◆ Text section

Actually bought the parts months ago but didn't get around to building it till this month. The basic idea is to use any dumb oven with minimal modification and be as simple as possible.



Basic functions:
8 phases that can be up to 10 minutes long, adjustable in 10s increments. Each phase has a target temperature up to 360C in 20C increments. When the set time in each phase is reached the controller move on to the next phase until it rolls over to #0 which is the stop phase.The profile is auto saved to eeprom when ever it is changed.
The controller checks the MAX6675 thermocouple decoder at 4Hz rate, if it's lower temperature than the target it turns on the SSR. So it's a pretty basic controller, your average toaster oven doesn't really have that much power to warrant a full PID anyway.
Currently I have a AC zero crossing detection circuit nut haven't really made use of it yet. The SSR is already equipped with ZC function.

◆ Provided data
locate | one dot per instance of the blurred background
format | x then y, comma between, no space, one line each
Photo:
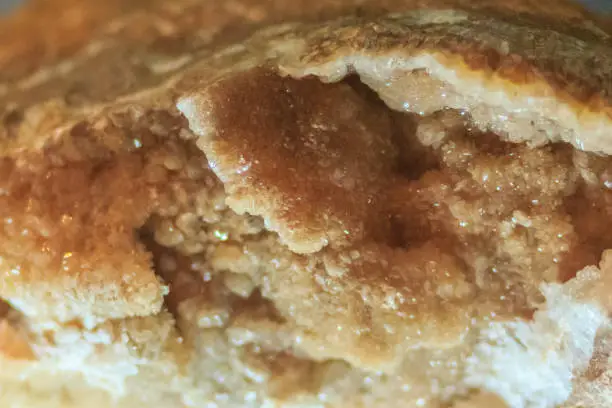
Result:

◆ Exercise task 1
Answer these questions using the oven controller description:
(a) How many phases does the controller offer?
(b) At what rate does the controller check the MAX6675 thermocouple decoder?
(c) What function is the SSR already equipped with?
◆ Exercise task 2
Take the oven controller description further, picking up right after its final sentence.
The lines that come after the oven controller description have nothing to do with what you're asked here.

◆ Response 1
(a) 8 phases.
(b) 4Hz.
(c) The ZC (zero crossing) function.

◆ Response 2
Display switches between:
-#- current phase #
### temperature in C, blinks the target temp if you press the "edit" button to edit the profile.
##.# count down to the next phase in seconds, blinks the phase duration if you press the "edit" button to edit the profile.

The second decimal point indicates the state of the SSR, so in the picture below the SSR is ON and temperature is at 199C.

While I have 5 buttons I really only need 4 (Menu/Edit/+/-)




A few thermal shots taken with the imager at work (Fluke Ti10, this thing is awesome!)

The bright spot is the resistor divider for the zero crossing. To show the temperature of the SSR while it's conducting around 5.5A I stuck a piece of silicone thermo pad on it, with the toaster oven I tried it with a heatsink is not really needed.




Major components:
RAC03-05SC AC/DC converter, massive overkill for the job, the only reason I picked it was because it was board mount. Considering that I am only loading it at maybe 40mA any one-hung-low 5v usb wall wart would have served just as well.
G3NE-220T-2-US DC5 Solid State Relay, rated for 20A so I got plenty of head room for bigger ovens.
LCD-S301C31TR 3 digit LCD, dirt cheap and easy to drive. I have character LCDs in my junk box but I wanted something simple.
MAX6675 thermocouple decoder, went EOL by the time I got around to using it, Maxim has released the MAX31855 which only cost half as much...
ATmega8535, I simply filtered for the cheapest AVR that had enough IOs on mouser.
« Last Edit: April 30, 2012, 08:01:48 am by Hypernova »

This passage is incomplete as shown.